Rewrite the passage of the interview with Murakami's translators starting at "But how do they" and ending at "in Murakami's world.", renaming "Jay Rubin" as "Rubin" throughout.

### Document section

──────────

But how do they do it? Surrealist Japanese author Haruki Murakami's translators Jay Rubin and J. Philip Gabriel have taken apart prose, sentence by sentence. Without their efforts, Murakami's mystic, cryptic worlds could not have become available to audiences in the United States and elsewhere. Rubin and Gabriel spoke with the Guardian in a phone interview preceding their presentation on the art of translation last week at 111 Minna.
San Francisco
Bay Guardian:
How were you introduced to Haruki Murakami?
Jay Rubin:
By an American publisher in 1989. I was absolutely knocked out by him and stopped reading everyone else for a good 10 years after that. I was just so swept up in Murakami's world.
J. Philip Gabriel:
I was living in Japan and a friend recommended his work. I became interested in translating his short stories, and one of the translations was published in The New Yorker a few years later. I became a regular translator from then on.
SFBG:
How do you align yourself with the author so that even the subtlest aspects of their work are communicated?

──────────

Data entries
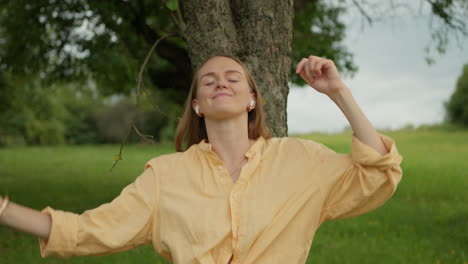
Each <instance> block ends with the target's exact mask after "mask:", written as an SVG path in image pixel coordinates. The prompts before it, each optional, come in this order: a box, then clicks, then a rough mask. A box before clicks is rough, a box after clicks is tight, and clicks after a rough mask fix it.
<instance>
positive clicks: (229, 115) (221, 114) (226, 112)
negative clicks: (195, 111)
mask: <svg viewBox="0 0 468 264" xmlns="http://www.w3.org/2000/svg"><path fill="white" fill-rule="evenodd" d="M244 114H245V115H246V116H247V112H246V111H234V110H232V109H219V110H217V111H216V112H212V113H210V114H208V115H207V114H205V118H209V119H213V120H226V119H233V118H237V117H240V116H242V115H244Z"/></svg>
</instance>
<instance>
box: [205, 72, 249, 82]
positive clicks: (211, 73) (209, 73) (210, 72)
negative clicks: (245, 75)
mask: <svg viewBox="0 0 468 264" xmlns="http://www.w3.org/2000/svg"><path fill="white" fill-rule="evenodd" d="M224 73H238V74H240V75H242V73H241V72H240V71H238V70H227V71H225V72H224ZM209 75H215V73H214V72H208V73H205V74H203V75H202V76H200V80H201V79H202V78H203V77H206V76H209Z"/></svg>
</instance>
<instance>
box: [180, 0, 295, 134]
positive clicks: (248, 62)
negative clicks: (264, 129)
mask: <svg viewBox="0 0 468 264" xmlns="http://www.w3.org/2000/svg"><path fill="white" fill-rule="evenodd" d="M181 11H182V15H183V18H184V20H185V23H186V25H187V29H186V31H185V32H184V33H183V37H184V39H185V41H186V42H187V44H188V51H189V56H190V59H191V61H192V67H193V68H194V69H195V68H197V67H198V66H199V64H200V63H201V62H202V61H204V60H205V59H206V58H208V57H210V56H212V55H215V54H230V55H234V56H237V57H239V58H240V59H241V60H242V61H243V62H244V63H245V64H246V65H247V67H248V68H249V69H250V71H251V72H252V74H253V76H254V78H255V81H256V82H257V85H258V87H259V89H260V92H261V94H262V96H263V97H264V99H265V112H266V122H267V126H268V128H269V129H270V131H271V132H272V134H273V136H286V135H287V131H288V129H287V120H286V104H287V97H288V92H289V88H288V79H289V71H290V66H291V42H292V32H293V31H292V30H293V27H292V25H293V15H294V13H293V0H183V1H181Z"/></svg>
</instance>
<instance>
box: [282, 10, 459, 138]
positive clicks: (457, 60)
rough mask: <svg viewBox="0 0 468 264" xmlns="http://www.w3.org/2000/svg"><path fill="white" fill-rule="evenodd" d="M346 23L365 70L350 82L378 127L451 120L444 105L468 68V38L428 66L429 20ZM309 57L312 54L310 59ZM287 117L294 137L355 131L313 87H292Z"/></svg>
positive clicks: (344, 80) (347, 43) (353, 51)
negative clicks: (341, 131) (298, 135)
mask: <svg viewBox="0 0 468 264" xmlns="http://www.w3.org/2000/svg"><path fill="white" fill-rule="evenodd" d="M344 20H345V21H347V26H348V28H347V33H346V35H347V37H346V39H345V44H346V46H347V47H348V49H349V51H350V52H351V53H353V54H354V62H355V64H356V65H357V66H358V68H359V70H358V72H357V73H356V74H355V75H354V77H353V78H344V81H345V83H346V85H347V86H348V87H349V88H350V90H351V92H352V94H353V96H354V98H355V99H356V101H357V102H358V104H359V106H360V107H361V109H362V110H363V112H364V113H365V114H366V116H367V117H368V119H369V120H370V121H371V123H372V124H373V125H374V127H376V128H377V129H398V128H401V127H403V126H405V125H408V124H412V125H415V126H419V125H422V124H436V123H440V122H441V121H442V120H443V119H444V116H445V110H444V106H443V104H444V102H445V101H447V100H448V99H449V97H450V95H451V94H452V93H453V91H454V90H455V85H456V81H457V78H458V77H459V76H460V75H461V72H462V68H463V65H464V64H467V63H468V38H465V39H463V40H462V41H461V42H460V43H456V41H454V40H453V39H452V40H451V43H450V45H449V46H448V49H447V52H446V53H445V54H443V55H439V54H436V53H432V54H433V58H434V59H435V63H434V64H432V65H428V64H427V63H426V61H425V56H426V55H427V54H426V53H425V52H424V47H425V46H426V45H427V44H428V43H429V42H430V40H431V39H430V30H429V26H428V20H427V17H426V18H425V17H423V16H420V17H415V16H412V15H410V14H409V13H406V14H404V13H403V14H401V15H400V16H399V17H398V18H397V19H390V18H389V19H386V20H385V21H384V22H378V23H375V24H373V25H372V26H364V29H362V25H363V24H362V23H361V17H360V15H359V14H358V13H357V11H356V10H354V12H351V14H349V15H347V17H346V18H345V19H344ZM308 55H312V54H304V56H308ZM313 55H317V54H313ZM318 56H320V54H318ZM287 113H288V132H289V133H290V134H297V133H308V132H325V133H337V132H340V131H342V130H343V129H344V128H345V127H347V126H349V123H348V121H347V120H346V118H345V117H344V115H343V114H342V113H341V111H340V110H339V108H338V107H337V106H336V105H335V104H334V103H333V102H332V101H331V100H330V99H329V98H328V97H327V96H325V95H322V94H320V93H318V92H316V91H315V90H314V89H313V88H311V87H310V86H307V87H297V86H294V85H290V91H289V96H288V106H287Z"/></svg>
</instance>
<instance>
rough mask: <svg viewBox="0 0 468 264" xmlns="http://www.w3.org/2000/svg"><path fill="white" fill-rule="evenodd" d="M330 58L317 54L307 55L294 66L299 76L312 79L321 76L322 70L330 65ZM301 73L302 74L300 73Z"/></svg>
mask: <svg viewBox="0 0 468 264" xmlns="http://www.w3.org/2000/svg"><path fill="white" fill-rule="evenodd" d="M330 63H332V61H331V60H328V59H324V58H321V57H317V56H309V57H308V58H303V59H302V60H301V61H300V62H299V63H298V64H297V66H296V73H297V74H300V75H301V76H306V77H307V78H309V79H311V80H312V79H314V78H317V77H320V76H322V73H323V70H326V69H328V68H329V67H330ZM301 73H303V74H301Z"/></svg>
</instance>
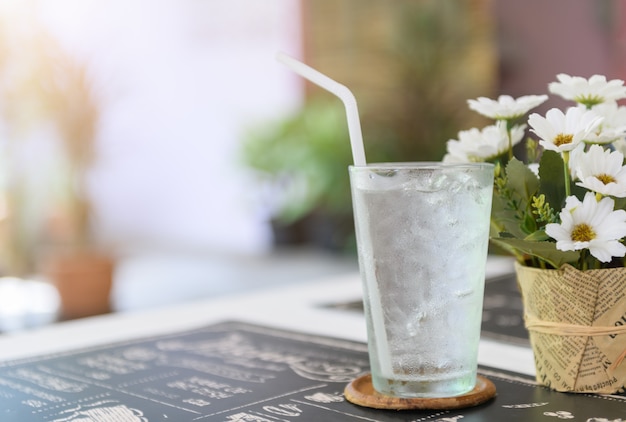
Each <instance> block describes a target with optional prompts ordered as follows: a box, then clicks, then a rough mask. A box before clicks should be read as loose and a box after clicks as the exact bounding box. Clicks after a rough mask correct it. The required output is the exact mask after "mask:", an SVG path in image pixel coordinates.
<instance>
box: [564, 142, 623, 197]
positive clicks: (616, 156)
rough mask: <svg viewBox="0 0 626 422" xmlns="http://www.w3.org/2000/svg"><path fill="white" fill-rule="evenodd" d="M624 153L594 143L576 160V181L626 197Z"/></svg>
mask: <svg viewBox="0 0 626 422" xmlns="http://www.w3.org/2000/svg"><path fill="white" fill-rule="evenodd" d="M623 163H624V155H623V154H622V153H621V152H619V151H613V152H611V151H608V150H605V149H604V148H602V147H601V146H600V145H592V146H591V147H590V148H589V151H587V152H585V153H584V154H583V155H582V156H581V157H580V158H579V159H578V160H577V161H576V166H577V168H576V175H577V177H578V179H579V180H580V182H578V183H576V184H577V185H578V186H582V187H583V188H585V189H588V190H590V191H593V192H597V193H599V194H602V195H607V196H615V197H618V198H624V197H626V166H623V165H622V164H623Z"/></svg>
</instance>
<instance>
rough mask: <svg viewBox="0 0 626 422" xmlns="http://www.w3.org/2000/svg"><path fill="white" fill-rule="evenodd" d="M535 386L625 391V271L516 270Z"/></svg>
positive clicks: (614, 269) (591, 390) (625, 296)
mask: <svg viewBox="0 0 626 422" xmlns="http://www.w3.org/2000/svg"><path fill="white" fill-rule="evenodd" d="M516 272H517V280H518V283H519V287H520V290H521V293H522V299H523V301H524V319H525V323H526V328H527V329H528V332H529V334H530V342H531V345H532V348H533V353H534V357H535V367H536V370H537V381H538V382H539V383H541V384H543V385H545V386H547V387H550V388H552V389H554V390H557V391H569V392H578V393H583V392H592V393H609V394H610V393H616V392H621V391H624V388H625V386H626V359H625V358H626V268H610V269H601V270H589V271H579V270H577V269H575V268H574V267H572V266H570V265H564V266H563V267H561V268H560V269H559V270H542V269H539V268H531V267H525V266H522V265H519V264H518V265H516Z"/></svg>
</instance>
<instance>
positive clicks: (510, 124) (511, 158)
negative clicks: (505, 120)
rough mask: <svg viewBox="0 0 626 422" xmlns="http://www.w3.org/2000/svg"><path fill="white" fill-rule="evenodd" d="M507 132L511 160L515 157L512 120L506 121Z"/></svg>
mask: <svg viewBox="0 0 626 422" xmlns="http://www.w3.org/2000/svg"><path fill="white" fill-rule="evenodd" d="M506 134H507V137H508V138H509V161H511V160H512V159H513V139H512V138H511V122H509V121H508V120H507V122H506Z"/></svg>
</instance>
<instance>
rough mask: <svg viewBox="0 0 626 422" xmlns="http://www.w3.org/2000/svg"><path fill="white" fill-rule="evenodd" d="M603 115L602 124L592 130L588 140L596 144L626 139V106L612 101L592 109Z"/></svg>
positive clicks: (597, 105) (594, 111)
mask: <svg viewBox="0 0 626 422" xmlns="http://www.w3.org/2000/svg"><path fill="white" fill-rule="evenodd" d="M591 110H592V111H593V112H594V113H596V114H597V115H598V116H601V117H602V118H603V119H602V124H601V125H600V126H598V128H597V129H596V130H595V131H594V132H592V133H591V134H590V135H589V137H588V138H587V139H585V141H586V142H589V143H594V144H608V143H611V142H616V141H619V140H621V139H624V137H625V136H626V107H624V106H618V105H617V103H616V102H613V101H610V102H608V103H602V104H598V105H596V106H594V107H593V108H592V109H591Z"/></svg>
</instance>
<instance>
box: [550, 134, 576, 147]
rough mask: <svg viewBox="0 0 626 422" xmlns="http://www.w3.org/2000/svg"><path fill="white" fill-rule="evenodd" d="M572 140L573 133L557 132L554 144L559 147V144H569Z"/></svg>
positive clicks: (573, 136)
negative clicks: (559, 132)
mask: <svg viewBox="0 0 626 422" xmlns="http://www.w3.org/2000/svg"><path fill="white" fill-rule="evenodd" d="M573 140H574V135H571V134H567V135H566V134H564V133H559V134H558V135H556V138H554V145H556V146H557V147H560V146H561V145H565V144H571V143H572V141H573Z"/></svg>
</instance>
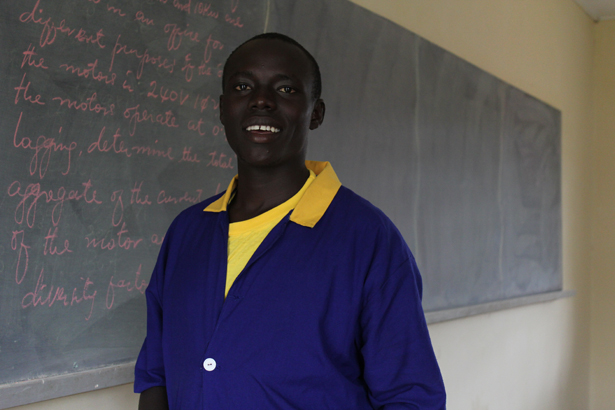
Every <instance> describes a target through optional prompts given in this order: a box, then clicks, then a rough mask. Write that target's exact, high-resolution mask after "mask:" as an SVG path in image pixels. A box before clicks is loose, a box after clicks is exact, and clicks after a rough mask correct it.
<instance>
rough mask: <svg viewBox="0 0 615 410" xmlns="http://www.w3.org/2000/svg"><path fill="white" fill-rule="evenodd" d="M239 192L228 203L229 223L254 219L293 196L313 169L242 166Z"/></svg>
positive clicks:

──────────

### Answer section
But how do they do it? Surrealist Japanese author Haruki Murakami's translators Rubin and J. Philip Gabriel have taken apart prose, sentence by sentence. Without their efforts, Murakami's mystic, cryptic worlds could not have become available to audiences in the United States and elsewhere. Rubin and Gabriel spoke with the Guardian in a phone interview preceding their presentation on the art of translation last week at 111 Minna.
San Francisco
Bay Guardian:
How were you introduced to Haruki Murakami?
Rubin:
By an American publisher in 1989. I was absolutely knocked out by him and stopped reading everyone else for a good 10 years after that. I was just so swept up in Murakami's world.